A Lebanese source close to the Syrian government said that the offensive had the goal of cleansing all the areas near the capital from rebels and setting up a security zone. An opposition activist named Ayman Idlibi stated that the Syrian army was preparing a massive attack on the city of Zabadani, a city located north of Wadi Barada and west of Rankus.

On 2 February 2012, it was confirmed that the Syrian Army had retaken Douma, with its streets mostly deserted, a few days earlier. Army defectors and most families had fled into the Damascus countryside.

On 9 February 2012, seven soldiers were buried after being killed fighting in the Damascus suburbs and other areas.

On 10 February 2012, the FSA in a poor district of Damascus city engaged loyalist forces in a firefight. Members of the Free Syrian Army fought for four hours with armoured backed troops who entered the al-Qaboun neighbourhood in the north of the capital according to witnesses; it was not immediately known how many people were killed but several FSA fighters were wounded.

• **INFORMATION PROVIDED**:
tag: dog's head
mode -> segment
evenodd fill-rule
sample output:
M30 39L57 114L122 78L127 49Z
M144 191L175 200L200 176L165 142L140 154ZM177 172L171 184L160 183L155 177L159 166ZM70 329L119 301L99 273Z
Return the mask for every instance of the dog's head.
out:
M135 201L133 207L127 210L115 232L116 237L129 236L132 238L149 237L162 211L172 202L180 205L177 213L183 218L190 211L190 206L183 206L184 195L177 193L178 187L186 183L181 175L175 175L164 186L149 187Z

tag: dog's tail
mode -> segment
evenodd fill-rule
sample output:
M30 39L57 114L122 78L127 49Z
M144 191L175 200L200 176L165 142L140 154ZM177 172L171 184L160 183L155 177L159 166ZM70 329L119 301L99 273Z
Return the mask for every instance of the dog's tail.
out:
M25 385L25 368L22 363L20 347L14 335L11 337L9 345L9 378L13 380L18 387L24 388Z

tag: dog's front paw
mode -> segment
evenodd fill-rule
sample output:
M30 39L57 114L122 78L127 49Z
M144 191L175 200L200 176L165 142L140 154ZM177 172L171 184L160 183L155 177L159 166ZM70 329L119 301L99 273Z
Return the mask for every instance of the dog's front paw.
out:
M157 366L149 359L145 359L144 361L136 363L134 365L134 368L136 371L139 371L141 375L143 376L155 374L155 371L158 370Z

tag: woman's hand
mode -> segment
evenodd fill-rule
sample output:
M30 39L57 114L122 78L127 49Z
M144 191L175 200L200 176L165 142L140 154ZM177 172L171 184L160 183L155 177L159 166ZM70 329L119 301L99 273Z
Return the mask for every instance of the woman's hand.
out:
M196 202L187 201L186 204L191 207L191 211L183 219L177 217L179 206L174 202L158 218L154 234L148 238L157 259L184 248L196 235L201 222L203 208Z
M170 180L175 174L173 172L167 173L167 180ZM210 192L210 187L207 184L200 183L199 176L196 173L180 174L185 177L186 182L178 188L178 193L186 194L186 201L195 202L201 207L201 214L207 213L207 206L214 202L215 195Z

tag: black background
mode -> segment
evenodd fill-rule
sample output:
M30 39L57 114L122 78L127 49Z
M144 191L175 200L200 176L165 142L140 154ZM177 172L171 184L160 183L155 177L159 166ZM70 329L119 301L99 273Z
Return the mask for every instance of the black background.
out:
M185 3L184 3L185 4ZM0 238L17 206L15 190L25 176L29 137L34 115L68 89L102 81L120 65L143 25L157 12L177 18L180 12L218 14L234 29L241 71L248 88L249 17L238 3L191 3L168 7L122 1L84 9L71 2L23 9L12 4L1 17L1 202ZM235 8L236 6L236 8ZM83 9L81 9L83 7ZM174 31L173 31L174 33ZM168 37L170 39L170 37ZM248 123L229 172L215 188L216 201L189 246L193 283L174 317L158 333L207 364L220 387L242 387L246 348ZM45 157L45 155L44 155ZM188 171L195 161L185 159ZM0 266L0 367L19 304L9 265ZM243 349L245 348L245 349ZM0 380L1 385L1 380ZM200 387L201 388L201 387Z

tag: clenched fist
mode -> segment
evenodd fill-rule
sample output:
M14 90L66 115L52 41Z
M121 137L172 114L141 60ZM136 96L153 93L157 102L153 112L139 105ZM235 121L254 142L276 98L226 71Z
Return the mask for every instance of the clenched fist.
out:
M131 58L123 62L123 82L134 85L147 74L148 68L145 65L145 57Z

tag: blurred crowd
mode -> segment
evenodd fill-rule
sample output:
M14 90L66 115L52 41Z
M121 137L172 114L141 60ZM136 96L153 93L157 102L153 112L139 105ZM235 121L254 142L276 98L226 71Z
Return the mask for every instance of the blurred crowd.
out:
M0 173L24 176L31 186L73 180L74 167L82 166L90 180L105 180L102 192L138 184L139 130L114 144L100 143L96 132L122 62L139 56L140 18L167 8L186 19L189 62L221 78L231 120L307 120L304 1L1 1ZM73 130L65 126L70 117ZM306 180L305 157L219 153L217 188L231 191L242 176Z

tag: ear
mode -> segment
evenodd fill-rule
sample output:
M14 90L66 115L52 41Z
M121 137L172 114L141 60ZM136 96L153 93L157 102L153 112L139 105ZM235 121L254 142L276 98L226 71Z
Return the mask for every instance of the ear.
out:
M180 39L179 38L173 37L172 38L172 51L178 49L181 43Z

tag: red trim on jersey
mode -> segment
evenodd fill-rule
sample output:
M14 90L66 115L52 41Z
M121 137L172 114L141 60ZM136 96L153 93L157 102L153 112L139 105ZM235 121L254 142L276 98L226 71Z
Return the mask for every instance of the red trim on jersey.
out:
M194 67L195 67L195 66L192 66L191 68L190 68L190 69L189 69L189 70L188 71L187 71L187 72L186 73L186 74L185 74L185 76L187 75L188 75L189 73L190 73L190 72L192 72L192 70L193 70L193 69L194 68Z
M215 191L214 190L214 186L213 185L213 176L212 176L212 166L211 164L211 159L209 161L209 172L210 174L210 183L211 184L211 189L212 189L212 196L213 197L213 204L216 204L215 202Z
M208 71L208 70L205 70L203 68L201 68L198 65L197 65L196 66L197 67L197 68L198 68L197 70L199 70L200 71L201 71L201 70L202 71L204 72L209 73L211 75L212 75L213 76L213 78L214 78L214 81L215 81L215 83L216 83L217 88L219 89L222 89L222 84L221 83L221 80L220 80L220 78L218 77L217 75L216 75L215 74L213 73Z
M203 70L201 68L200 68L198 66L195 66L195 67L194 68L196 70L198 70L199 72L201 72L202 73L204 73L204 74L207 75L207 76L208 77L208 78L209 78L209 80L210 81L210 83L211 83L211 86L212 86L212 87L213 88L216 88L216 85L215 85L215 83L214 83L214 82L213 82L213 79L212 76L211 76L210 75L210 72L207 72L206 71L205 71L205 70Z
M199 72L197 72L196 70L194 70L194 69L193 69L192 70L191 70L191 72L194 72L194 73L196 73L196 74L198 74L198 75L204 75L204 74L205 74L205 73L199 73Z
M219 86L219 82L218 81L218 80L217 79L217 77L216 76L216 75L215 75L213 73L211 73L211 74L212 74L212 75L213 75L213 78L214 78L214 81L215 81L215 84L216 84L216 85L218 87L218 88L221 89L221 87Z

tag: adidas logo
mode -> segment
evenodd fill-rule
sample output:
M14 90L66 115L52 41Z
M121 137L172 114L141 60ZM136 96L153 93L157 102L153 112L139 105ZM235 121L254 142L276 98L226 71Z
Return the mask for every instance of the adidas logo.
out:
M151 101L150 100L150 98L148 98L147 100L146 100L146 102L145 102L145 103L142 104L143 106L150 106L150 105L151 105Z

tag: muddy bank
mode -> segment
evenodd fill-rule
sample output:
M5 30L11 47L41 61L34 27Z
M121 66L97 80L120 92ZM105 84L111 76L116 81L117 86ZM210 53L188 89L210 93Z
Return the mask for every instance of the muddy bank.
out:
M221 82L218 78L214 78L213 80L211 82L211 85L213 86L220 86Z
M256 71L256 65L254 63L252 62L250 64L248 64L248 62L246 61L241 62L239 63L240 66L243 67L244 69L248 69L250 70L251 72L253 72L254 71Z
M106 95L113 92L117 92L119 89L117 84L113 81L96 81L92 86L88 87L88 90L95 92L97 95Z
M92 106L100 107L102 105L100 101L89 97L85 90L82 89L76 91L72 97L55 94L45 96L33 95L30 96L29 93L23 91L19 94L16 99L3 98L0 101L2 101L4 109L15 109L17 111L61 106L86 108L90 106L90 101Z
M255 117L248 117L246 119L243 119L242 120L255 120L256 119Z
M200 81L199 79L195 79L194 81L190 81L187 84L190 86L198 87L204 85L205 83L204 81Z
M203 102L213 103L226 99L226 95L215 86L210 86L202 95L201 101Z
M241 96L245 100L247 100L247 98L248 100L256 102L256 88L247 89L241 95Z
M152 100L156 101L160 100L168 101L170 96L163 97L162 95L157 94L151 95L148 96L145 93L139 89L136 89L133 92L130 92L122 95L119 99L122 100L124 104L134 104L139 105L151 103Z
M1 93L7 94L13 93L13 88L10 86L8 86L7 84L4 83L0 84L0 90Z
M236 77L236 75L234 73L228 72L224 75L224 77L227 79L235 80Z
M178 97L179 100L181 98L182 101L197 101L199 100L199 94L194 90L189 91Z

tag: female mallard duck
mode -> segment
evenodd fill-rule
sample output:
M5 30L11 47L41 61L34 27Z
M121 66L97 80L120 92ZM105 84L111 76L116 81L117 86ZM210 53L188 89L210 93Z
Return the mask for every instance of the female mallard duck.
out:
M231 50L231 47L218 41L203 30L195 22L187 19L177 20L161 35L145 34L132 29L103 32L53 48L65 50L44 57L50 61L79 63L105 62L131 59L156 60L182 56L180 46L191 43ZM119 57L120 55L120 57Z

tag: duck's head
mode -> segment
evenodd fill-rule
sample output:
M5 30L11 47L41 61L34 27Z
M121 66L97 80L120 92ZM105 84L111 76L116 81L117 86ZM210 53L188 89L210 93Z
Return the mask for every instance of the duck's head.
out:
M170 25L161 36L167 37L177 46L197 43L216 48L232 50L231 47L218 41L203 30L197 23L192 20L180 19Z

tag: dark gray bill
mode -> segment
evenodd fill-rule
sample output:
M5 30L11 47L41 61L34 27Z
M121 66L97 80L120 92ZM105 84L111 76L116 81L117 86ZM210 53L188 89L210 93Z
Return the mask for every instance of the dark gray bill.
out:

• **WHAT THE TASK REQUIRES**:
Give every full calendar date (day, month, and year) that appears in the passage on the fighting near Damascus, in the order they occur.

• **EXERCISE ANSWER**:
2 February 2012
9 February 2012
10 February 2012